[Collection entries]
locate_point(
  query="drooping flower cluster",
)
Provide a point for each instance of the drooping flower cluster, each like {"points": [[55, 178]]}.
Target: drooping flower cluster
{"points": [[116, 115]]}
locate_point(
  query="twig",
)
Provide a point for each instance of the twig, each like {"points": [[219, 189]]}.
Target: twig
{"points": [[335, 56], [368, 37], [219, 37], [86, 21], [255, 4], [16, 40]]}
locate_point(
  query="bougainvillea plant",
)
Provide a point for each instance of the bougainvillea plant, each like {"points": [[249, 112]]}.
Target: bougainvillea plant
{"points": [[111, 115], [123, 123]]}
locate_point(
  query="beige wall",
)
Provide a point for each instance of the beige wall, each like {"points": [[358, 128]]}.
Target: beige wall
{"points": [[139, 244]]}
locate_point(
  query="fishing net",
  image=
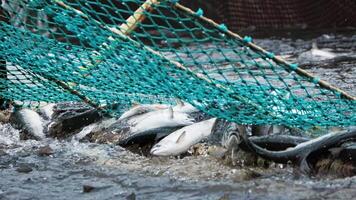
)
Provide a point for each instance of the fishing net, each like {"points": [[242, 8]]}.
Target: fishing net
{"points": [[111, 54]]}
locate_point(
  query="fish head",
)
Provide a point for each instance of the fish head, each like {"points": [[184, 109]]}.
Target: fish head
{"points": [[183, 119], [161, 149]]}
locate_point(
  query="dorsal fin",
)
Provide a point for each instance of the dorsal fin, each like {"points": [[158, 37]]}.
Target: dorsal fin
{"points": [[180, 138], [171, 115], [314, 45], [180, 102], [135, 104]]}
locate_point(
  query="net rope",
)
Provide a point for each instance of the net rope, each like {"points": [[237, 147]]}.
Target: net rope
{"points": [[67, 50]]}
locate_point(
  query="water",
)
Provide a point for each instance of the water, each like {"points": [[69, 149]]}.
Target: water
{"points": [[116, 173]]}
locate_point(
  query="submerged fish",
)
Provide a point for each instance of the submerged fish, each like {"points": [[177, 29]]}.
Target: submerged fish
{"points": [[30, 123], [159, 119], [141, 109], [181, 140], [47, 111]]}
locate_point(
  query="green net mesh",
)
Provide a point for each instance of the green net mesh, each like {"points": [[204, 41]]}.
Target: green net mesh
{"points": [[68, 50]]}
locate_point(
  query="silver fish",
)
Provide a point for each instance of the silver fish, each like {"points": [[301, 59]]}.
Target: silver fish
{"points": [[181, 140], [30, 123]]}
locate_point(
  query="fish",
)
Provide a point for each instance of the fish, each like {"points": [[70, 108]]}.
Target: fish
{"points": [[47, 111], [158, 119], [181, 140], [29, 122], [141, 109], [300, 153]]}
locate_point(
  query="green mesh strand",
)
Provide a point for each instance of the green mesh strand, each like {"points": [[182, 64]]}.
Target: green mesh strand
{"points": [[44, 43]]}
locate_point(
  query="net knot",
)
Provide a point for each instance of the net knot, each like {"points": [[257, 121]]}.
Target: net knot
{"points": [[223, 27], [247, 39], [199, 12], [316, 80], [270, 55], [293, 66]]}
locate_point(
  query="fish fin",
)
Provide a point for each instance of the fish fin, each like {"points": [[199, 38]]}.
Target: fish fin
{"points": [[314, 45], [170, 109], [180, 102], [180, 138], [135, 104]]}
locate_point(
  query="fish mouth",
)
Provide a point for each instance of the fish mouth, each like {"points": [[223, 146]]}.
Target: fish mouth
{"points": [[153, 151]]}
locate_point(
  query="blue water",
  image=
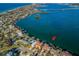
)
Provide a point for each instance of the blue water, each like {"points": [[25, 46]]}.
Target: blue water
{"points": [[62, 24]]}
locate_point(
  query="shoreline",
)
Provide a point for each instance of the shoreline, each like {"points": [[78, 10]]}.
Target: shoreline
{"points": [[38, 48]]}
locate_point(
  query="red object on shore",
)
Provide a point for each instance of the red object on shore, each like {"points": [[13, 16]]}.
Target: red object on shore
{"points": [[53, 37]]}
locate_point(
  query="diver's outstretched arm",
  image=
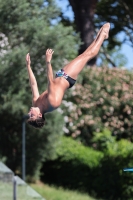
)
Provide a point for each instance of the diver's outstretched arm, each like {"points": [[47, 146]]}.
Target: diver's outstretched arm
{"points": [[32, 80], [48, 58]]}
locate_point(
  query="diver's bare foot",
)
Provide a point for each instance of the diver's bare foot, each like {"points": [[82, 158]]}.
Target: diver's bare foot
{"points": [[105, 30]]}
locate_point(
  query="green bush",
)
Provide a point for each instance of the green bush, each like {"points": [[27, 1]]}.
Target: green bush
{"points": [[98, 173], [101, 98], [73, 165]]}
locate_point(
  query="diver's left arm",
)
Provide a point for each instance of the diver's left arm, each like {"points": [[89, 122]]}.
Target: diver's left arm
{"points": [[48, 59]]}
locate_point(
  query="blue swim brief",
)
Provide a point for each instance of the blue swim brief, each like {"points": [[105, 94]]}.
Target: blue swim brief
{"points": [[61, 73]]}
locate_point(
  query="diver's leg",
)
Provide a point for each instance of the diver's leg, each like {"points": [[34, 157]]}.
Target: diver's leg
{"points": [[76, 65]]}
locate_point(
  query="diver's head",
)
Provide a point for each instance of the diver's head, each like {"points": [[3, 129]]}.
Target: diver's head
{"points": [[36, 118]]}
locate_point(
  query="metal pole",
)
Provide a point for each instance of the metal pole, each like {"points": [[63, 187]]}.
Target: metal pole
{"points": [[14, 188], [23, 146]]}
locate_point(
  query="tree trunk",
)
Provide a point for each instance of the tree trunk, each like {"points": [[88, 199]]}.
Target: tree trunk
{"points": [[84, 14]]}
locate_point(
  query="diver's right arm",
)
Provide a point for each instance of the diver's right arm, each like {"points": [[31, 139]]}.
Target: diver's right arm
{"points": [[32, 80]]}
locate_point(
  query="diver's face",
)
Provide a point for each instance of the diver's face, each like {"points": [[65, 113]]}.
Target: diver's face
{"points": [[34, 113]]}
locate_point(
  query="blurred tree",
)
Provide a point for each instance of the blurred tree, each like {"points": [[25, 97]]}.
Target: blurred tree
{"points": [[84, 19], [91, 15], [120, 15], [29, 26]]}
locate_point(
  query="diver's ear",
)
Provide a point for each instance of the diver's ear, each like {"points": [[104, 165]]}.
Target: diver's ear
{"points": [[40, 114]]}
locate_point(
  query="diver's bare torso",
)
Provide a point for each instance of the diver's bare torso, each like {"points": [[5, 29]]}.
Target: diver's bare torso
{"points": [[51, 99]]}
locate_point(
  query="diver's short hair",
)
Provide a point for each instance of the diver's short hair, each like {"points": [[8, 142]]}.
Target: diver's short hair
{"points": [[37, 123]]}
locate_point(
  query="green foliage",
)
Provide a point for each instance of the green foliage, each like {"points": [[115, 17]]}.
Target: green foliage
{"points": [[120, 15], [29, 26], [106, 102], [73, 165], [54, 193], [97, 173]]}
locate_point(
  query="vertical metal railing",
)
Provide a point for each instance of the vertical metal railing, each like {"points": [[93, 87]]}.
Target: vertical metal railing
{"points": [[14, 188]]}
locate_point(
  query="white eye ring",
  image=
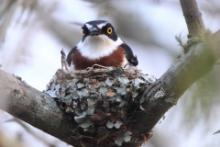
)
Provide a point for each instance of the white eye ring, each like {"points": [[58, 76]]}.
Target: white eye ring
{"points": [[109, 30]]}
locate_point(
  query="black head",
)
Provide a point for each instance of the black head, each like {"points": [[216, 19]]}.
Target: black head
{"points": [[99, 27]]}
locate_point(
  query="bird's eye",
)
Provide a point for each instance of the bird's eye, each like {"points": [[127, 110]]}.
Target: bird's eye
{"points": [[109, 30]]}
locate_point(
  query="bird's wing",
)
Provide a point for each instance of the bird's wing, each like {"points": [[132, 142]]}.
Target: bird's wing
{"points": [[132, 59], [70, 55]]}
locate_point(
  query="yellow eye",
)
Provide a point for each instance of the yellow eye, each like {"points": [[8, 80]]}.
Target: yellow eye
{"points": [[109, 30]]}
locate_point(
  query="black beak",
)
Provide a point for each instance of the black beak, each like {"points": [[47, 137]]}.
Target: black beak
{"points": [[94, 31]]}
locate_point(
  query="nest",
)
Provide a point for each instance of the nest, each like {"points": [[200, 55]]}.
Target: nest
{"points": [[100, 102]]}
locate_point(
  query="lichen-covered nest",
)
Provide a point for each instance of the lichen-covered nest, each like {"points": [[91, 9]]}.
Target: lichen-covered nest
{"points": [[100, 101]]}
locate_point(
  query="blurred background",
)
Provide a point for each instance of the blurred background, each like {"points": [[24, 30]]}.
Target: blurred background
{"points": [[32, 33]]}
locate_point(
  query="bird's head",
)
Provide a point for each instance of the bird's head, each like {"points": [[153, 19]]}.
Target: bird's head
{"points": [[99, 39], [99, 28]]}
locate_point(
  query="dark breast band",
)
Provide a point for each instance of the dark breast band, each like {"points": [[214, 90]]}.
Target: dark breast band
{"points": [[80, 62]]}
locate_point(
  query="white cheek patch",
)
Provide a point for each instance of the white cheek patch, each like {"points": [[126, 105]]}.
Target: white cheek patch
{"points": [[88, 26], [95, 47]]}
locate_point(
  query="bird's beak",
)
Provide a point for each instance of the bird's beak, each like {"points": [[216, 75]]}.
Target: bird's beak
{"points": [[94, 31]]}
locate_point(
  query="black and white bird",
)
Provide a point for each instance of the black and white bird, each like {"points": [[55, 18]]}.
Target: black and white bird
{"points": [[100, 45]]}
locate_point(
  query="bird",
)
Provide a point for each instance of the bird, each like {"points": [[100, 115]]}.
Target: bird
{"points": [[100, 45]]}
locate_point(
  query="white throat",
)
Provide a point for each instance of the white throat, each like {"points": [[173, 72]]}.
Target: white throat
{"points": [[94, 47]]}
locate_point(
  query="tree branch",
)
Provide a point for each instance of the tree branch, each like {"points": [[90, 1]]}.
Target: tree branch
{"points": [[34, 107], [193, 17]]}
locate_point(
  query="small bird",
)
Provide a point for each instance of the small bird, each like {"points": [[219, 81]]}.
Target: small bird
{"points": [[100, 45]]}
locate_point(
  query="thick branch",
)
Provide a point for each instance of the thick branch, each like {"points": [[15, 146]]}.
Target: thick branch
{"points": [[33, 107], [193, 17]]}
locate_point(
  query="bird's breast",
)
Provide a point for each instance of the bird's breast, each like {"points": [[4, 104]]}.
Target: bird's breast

Your objective: Gather every line of the material above that contains the string "twig". Count a line only if the letters match in case as well.

The completed task:
  query="twig",
Provide a point for each instance of the twig, each like {"points": [[219, 189]]}.
Target: twig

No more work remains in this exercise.